> _Given problem 1_
Answer these questions using the deposition article.
(a) Who creates the official transcript of a deposition?
(b) What three qualities does the article say every response should have?
(c) Which set of rules does the article name as governing the proceeding?
> _Given problem 2_
Copy the part of the deposition article starting with "Key Highlights" and going on through "stating a fact.", and substitute "irony" for "sarcasm".

15 Things to Not Say at a Deposition
Posted by Wetherington Law Firm | Articles
- Articles
- Artificial Intelligence
- Car Accidents
- Class Action Lawsuit
- Comparative Negligence
- Crime Victim
- Damages
- Defective Vehicles
- Disability
- Kratom Death and Injury
- Legal Marketing
- Motor Vehicle Accidents
- News/Media
- Other
- Pedestrian Accidents
- Personal Injury
- Results
- Sexual Assault
- Truck Accidents
- Uber
- Wrongful Death
Categories
TL;DR: During a deposition, never guess, volunteer extra information, use absolute words like “always” or “never,” express opinions, or argue with the questioning attorney. Your testimony is under oath, and any misstatement can damage your credibility and the outcome of your case. Stick to the facts you know, answer only the question asked, and consult with your lawyer when unsure. The best approach is to be truthful, brief, and clear in every response.
Key Highlights
- Never guess or speculate about facts you do not know for certain.
- Avoid absolute terms like “always,” “never,” or “every time.”
- Do not volunteer information; answer only the specific question asked.
- Refrain from expressing personal opinions unless directly asked for one.
- Never argue with or show hostility toward the opposing counsel.
- Do not use sarcasm or attempt to be funny, as it will not translate in the written transcript.
- Avoid starting answers with “I think” when stating a fact.
- Never lie, exaggerate, or misrepresent the truth.

A deposition is a standard procedure in the discovery phase of a lawsuit, where individuals provide sworn, out-of-court testimony. In the United States civil justice system, hundreds of thousands of depositions are conducted each year as attorneys gather information to build their cases. This process allows lawyers from both sides to understand the facts, assess a witness’s credibility, and preserve testimony for potential use at trial. Unlike a casual conversation, a deposition is a formal legal event where every word is recorded by a court reporter.
The entire proceeding is governed by specific legal standards, such as the Federal Rules of Civil Procedure or corresponding state rules. The key participants include the deponent (the person being questioned), their attorney, the opposing counsel (who asks the questions), and the court reporter. The court reporter creates an official transcript, a word-for-word record of the questions, answers, and any objections. This transcript becomes a critical legal document that can be used later to challenge a witness’s memory or point out inconsistencies if their testimony changes in court.

> _Dataset_
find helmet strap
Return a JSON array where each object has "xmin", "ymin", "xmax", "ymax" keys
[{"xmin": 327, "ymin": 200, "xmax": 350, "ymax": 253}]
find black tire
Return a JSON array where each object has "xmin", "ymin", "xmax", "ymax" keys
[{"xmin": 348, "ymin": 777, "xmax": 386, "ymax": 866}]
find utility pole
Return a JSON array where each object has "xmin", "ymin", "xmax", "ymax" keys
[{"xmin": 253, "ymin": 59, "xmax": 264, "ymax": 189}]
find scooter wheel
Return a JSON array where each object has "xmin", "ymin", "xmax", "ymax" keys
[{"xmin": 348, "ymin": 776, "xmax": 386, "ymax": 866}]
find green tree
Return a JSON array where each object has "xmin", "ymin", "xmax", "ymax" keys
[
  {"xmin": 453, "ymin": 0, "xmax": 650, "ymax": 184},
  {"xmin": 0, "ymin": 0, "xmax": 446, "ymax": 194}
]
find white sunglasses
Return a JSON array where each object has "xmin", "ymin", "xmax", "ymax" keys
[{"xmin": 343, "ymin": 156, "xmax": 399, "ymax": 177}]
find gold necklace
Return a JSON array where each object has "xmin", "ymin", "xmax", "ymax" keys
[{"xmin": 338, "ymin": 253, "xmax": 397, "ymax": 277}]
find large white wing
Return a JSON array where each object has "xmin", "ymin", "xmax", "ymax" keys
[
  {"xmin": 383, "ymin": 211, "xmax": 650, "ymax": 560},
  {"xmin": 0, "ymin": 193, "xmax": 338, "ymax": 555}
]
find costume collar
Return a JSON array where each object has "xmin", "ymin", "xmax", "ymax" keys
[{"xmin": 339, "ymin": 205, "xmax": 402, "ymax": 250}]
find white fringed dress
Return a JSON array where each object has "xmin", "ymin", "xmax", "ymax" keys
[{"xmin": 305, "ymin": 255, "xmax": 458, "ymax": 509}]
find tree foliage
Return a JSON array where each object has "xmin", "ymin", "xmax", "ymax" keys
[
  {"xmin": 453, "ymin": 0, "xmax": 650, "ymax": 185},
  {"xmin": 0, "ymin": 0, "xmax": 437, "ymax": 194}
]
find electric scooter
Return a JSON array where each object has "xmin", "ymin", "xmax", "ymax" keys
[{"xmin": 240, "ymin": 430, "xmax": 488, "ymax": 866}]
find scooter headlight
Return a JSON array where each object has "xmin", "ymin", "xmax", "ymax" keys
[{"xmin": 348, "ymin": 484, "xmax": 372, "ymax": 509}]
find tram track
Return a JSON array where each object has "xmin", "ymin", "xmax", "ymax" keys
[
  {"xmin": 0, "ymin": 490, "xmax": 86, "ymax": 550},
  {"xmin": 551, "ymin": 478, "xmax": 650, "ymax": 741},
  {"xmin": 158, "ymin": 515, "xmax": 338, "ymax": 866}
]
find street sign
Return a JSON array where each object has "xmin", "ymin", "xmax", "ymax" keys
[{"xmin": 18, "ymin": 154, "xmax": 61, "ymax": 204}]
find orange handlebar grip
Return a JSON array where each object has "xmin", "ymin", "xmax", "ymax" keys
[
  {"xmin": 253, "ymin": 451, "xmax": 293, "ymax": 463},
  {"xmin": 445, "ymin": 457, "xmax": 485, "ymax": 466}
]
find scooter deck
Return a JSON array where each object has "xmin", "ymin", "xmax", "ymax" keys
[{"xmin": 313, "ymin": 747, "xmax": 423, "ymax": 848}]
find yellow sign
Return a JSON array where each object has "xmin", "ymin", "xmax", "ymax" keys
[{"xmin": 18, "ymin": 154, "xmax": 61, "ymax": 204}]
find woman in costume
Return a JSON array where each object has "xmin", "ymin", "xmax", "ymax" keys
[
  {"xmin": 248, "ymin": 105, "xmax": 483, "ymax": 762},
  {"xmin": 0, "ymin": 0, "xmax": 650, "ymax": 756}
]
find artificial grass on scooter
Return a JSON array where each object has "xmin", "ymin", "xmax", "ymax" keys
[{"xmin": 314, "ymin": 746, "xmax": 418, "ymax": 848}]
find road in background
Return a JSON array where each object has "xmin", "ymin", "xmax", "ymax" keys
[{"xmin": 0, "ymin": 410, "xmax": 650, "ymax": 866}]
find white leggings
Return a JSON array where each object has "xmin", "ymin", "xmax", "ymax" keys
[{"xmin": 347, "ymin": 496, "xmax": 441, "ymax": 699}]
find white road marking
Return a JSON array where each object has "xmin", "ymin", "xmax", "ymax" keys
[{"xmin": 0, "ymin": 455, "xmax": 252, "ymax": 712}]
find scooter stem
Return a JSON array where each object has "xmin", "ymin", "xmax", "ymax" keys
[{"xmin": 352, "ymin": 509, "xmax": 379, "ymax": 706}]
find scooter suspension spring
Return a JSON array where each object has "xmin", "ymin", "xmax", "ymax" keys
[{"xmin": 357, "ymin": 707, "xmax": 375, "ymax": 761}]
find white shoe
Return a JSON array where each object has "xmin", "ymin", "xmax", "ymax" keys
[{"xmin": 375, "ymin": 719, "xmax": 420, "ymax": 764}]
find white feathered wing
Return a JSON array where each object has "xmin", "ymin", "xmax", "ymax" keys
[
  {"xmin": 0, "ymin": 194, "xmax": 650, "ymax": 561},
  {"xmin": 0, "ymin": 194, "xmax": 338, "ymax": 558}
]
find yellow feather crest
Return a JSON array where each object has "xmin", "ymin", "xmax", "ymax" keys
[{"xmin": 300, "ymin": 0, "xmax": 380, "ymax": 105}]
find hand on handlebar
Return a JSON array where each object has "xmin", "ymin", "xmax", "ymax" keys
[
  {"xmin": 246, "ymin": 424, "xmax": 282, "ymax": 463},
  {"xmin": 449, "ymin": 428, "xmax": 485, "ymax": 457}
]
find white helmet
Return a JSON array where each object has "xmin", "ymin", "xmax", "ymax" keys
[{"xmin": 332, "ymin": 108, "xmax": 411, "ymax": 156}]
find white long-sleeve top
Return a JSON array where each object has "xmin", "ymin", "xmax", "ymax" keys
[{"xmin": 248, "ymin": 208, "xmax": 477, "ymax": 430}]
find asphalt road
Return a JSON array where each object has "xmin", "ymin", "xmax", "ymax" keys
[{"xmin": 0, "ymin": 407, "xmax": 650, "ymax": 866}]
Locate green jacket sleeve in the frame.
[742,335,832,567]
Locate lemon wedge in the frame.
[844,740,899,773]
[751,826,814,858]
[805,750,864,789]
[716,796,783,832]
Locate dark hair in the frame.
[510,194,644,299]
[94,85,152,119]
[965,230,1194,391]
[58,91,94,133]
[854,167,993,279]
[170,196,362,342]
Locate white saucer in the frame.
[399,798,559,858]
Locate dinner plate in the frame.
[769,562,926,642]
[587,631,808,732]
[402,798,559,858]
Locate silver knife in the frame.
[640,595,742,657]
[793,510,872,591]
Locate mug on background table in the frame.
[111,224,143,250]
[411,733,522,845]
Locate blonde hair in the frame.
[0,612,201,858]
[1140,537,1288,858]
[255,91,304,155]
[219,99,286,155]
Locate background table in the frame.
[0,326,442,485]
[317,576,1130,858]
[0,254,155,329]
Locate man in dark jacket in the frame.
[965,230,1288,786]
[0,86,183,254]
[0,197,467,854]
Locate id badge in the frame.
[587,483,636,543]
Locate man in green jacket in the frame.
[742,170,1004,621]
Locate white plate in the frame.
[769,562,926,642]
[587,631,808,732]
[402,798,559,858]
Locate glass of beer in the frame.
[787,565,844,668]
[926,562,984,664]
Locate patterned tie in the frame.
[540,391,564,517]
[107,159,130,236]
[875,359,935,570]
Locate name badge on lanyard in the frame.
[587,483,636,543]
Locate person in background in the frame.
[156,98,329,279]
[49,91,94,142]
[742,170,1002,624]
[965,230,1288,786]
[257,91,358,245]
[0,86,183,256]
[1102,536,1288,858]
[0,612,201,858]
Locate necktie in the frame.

> _Final answer 1_
(a) The court reporter.
(b) Truthful, brief, and clear.
(c) The Federal Rules of Civil Procedure or corresponding state rules.

> _Final answer 2_
Key Highlights
- Never guess or speculate about facts you do not know for certain.
- Avoid absolute terms like “always,” “never,” or “every time.”
- Do not volunteer information; answer only the specific question asked.
- Refrain from expressing personal opinions unless directly asked for one.
- Never argue with or show hostility toward the opposing counsel.
- Do not use irony or attempt to be funny, as it will not translate in the written transcript.
- Avoid starting answers with “I think” when stating a fact.